■ **BLOC DE TEXTE**:
* * * *
Les funérailles dans les villages Hausa

Selon le dictionnaire Larousse, les funérailles sont l’ensemble des cérémonies qui accompagnent un enterrement. Chez les Hausa, elles sont communément appelés « jana’izah ». Bien que son organisation dépende de ce qui a été recommandé par la religion islamique, il n’est pas exclu de rencontrer des dissimilitudes d’une région à une autre, d’un village à un autre, d’une ethnie à une autre. Voici à quoi ressemblent les funérailles dans les villages nigériens.

L’annonce du décès

Les Hausa en général, et particulièrement ceux du Niger, sont une ethnie fortement islamisée. Ainsi, ils pratiquent leur enterrement conformément à ce qui a été prescrit par la loi islamique.

Lorsqu’une personne décède, qu’elle soit homme ou femme, on la couche sur son côté droit, allongée sur la position nord-sud, sa tête vers le sud et le visage tourné vers l’Est, en direction de la Ka’abah (Maison sacrée de Dieu). Cette position est appelée kwancin Gawa. Ce sont parfois les cris et les pleurs des femmes et des petits enfants qui annoncent le décès dans les ménages. Subséquemment, dès qu’on entend ces pleurs, surtout s’il y a un malade dans la famille, on déduit que ce dernier a rendu l’âme. Lorsqu’il s’agit d’une mort subite, ces cris de détresse suscitent des interrogations et les sages du village convergent vers le lieu pour se renseigner. Aussitôt le décès confirmé, les préparatifs des funérailles commencent. Car, selon la religion musulmane, il est interdit de garder la dépouille mortelle pendant une longue période. On doit l’amener dans sa « dernière demeure » au plus vite. Surtout dans les zones rurales, où il n’existe pas de morgues comme dans les centres urbains. Qu’il soit une mort définitive ou un simple chauma, les villageois n’attendent pas. Ainsi, d’aucun pensent que certaines personnes sont enterrées vivantes au village.

Des messagers sont envoyés dans les villages environnants pour informer les parents proches. Aujourd’hui, avec l’avènement du cellulaire, des réseaux sociaux à portée de mains, les messagers sont délaissés. Dans le village, tout le monde masculin majeur se mobilise pour l’enterrement. Des petits enfants de moins de 15 ans assistent aux enterrements maintenant. Quand j’étais enfant, il y avait un grand respect pour les morts. Lors d’un décès dans notre village, on est confinés dans les chambres. Par peur, aucun enfant ne peut sortir dehors. Les femmes ne pileront pas le mil. Toute manifestation prévue ce jour dans le village est automatiquement suspendue ou reportée.
* * * *
■ **CONSIGNES À SUIVRE**:
#1 Réécrivez le texte sur les funérailles hausa depuis « L’annonce du décès » jusqu'à « la loi islamique. », en substituant « tradition musulmane » à « loi islamique ».
#2 Répondez aux questions suivantes d'après le texte sur les funérailles hausa :
(a) Comment les funérailles sont-elles communément appelées chez les Hausa ?
(b) Quel nom donne-t-on à la position dans laquelle on couche la personne décédée ?
(c) Qu'est-ce qui a conduit à délaisser les messagers ?
* * * *
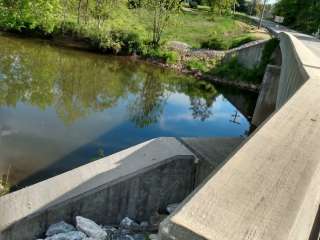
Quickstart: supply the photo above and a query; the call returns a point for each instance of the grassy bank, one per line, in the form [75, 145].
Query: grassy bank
[117, 28]
[114, 27]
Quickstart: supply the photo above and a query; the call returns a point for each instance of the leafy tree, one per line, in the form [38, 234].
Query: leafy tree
[161, 11]
[221, 6]
[300, 14]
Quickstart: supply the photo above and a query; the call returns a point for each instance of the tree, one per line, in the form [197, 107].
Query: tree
[161, 11]
[300, 14]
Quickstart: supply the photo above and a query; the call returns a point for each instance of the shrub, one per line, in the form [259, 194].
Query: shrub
[170, 57]
[237, 42]
[193, 4]
[197, 64]
[122, 41]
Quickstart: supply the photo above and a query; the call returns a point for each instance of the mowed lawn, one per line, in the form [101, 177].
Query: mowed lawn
[194, 26]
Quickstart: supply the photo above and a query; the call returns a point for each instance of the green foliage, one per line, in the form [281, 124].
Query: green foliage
[220, 43]
[222, 7]
[167, 56]
[122, 41]
[217, 43]
[29, 14]
[193, 4]
[161, 10]
[196, 64]
[300, 14]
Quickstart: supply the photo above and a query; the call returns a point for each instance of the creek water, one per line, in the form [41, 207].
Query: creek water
[61, 108]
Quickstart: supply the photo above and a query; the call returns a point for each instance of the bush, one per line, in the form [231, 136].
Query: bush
[218, 43]
[196, 64]
[237, 42]
[121, 41]
[193, 4]
[170, 57]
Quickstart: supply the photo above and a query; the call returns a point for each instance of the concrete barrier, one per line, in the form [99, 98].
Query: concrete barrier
[136, 182]
[269, 189]
[248, 55]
* * * *
■ **RÉPONSES PAR CONSIGNE**:
#1
L’annonce du décès

Les Hausa en général, et particulièrement ceux du Niger, sont une ethnie fortement islamisée. Ainsi, ils pratiquent leur enterrement conformément à ce qui a été prescrit par la tradition musulmane.

#2
(a) On les appelle « jana’izah ».
(b) Cette position s'appelle kwancin Gawa.
(c) L'avènement du cellulaire et des réseaux sociaux à portée de mains.